(Photo object pointing records)
•••••
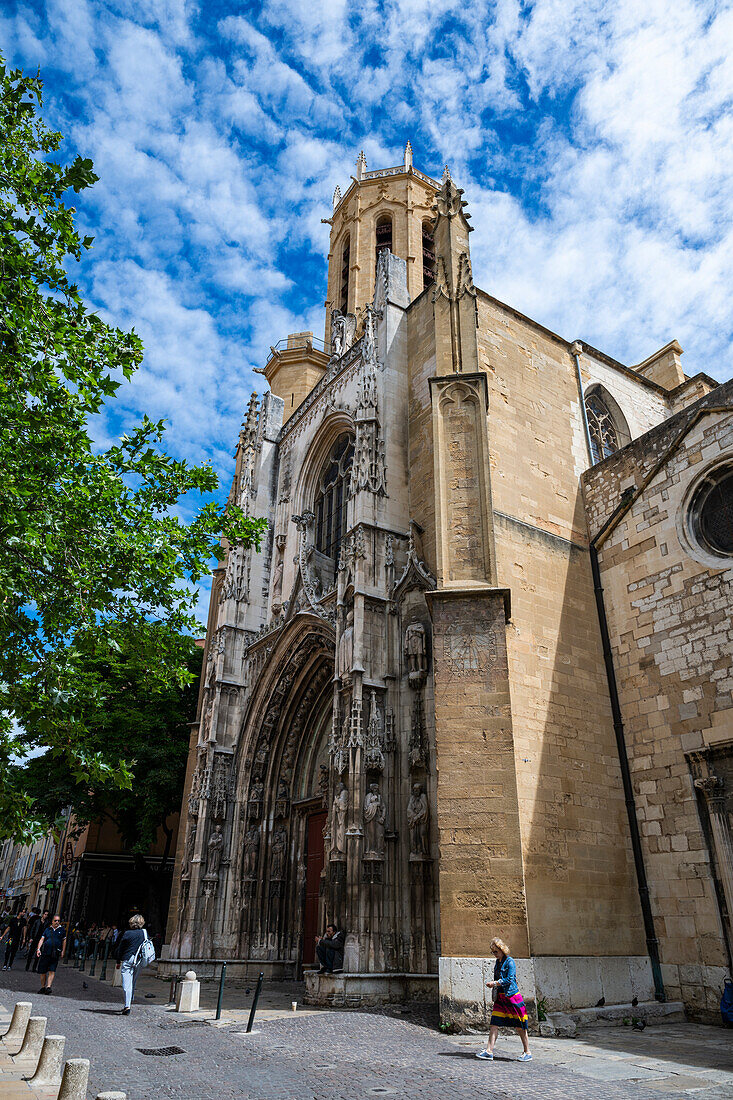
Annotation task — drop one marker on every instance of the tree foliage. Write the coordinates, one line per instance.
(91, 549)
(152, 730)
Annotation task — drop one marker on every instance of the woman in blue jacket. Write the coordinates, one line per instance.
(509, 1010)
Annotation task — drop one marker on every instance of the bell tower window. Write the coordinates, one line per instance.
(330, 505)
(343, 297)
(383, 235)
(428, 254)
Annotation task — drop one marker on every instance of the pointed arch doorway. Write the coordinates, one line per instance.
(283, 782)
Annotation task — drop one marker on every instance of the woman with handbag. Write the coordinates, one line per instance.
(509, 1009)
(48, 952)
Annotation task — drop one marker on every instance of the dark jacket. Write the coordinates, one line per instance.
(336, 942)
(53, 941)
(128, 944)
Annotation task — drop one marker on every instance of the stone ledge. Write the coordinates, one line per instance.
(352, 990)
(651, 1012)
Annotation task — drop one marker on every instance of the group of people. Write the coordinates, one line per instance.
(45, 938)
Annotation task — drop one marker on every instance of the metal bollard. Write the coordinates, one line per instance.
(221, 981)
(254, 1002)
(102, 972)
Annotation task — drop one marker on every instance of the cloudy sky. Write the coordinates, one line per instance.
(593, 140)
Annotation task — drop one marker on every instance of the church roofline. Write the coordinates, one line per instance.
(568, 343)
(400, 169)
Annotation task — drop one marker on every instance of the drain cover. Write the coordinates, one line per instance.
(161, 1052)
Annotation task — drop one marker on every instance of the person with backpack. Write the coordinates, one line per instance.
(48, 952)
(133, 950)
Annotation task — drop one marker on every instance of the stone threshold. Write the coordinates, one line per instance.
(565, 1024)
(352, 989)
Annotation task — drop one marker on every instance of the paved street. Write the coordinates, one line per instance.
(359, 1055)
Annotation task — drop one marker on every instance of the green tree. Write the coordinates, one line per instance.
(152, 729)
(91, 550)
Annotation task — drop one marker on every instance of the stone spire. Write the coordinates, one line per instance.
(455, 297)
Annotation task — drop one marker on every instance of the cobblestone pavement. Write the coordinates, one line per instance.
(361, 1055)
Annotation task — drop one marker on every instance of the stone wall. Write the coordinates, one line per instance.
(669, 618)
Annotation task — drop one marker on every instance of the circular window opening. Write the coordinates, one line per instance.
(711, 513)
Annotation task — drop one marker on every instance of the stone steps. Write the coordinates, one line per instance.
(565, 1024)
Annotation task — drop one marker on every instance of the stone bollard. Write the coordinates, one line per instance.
•••••
## Exercise instructions
Format every line of the items above as a numbered list, leaving out any blank lines. Omit the pictures from your answer.

## Reply
1. Annotation task — drop one marker on every instance of the tree foliage. Write the coordinates, one line per instance.
2. (91, 549)
3. (152, 730)
4. Annotation task — drop one marker on every instance of the woman in blue jacket. Write the coordinates, one line per instance.
5. (509, 1010)
6. Annotation task — drop one marker on every instance of the bell tower window. Write the coordinates, one line per instance.
7. (330, 505)
8. (343, 297)
9. (383, 235)
10. (428, 254)
11. Annotation task — drop one marker on every instance of the pointed arch doorway. Write the coordinates, one line per instance.
12. (283, 782)
13. Annotation task — drop one marker on every instance of the woman with handbag. Write the coordinates, one line per instance.
14. (509, 1009)
15. (48, 952)
16. Annotation task — drop one marker on every instance of the dark jacket. Write the coordinates, one line per instance.
17. (336, 942)
18. (53, 941)
19. (128, 944)
20. Annotation task — drop one marker on every instance of the stone ledge. Write the coordinates, one line per instance.
21. (352, 990)
22. (651, 1012)
23. Annotation task — drop one marker on every instance of the group of people. Write the coordinates, one line per instance.
24. (45, 938)
25. Annotation task — drop one marker on every instance of the metal bollard. Write the coordinates, one line per instance.
26. (221, 981)
27. (254, 1002)
28. (102, 972)
29. Annotation task — drop one marker on every instance of the cloudy sky. Write the coordinates, one line per instance.
30. (593, 140)
31. Annotation task — drop one marker on every instance of the church roofline. Write the coordinates, one line per instance.
32. (568, 343)
33. (400, 169)
34. Annotation task — drop one marker on every instance of the drain cover. Write the coordinates, one line per instance.
35. (161, 1052)
36. Annotation task — drop one marker on every instance of the person with backpack. Write the coordinates, one line per instance.
37. (48, 952)
38. (133, 950)
39. Annotation task — drop one marker on every instance of the stone threshold. Write the coordinates, one line per instance.
40. (565, 1024)
41. (352, 989)
42. Annotation task — drop one marker on every instance of the paved street. Write the coordinates, one line per instance.
43. (359, 1055)
44. Annotation task — drop one marker on every instance of the green tree. Write the coordinates, one line per instance.
45. (152, 729)
46. (91, 550)
47. Annotation task — drop one marker on every instance of the stone spire. Write the coordinates, one line per instance.
48. (455, 297)
49. Annotation task — drop one marker on every instance of the cobblestone pavement. Write the coordinates, one line per instance.
50. (361, 1055)
51. Annotation task — drop one marker on every instance of the stone wall. Write the coordinates, one line per instance.
52. (669, 618)
53. Annotation task — drop one marker on every instance of the circular window opening. Write the coordinates, one line per instance.
54. (711, 513)
55. Annotation task — drop one marker on every instance of the stone steps. Write the coordinates, one line per instance.
56. (565, 1024)
57. Annotation task — drop one marker on every instance of the stone bollard. Write the coordinates, one line per instance.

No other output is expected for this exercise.